→ EXERCISE INSTRUCTIONS
Show every line of the records that contains the word "instance", copying each one whole. Case counts.
==== DATA SHOWN ====
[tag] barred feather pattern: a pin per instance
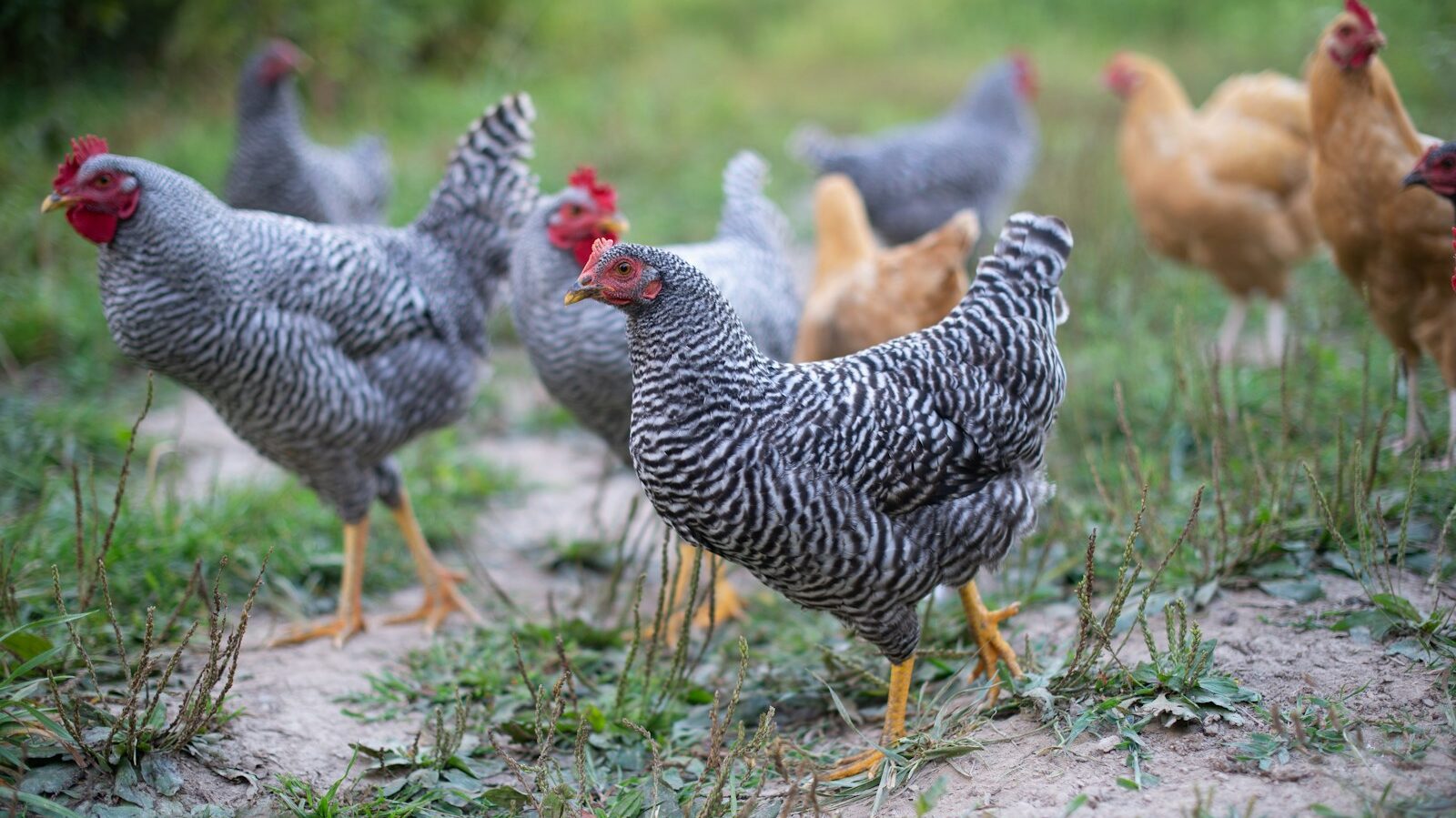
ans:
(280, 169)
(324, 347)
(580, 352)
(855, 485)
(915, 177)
====
==== DATA SHOWN ====
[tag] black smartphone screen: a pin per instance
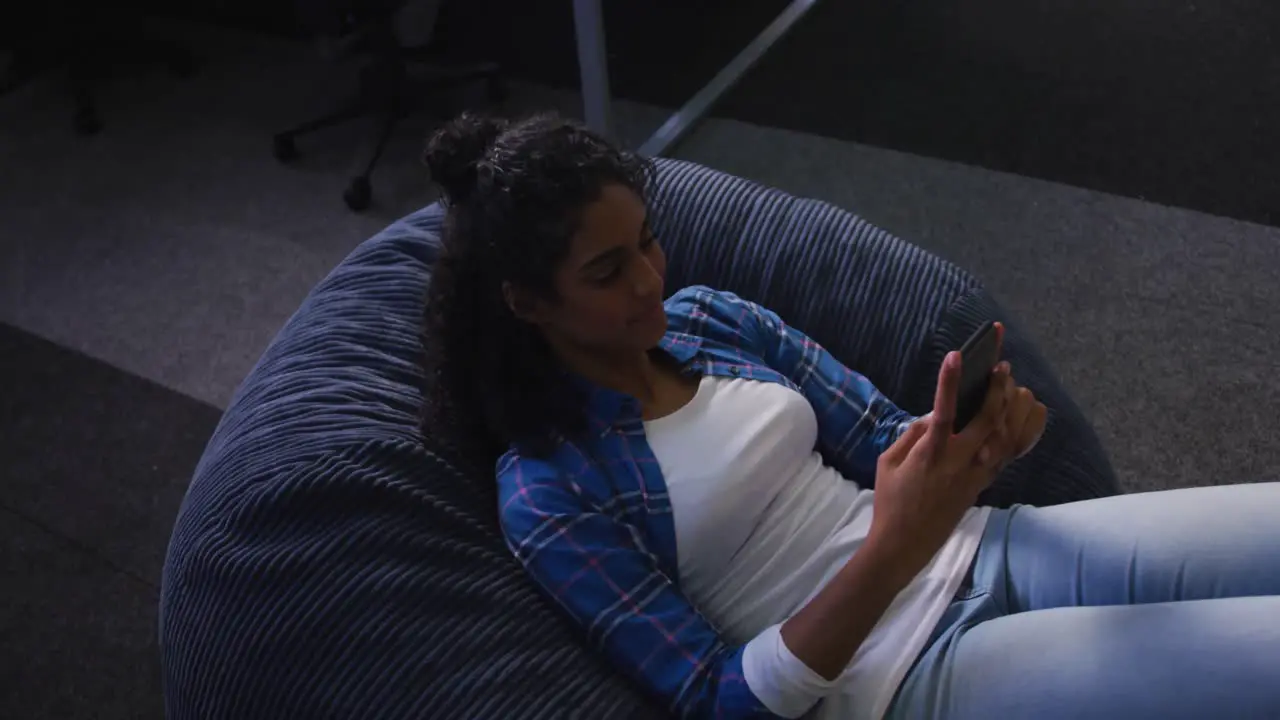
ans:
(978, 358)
====
==== DATA SHOWN ====
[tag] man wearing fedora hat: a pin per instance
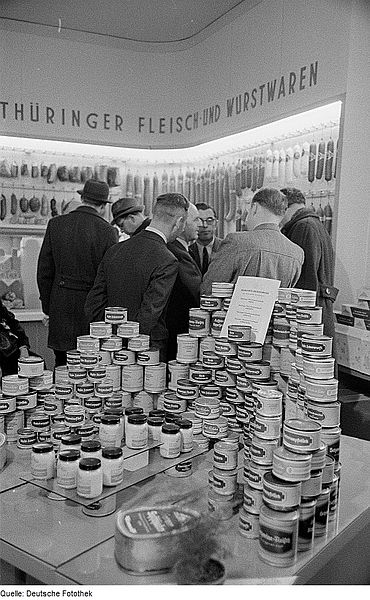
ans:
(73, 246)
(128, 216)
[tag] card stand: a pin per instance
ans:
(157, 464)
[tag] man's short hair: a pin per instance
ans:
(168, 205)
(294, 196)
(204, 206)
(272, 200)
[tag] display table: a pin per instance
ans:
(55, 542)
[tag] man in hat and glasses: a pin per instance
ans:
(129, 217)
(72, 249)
====
→ REPLY TO THE EXERCISE
[tag] barred feather pattern: a pin per instance
[tag] black smartphone screen: a pin per instance
[tag] man wearing fedora hat: a pin per instance
[tag] card stand: a pin per instance
[tag] man's short hair: a pin per instance
[tag] display table: a pin per instance
[tag] man in hat and glasses: a pin per instance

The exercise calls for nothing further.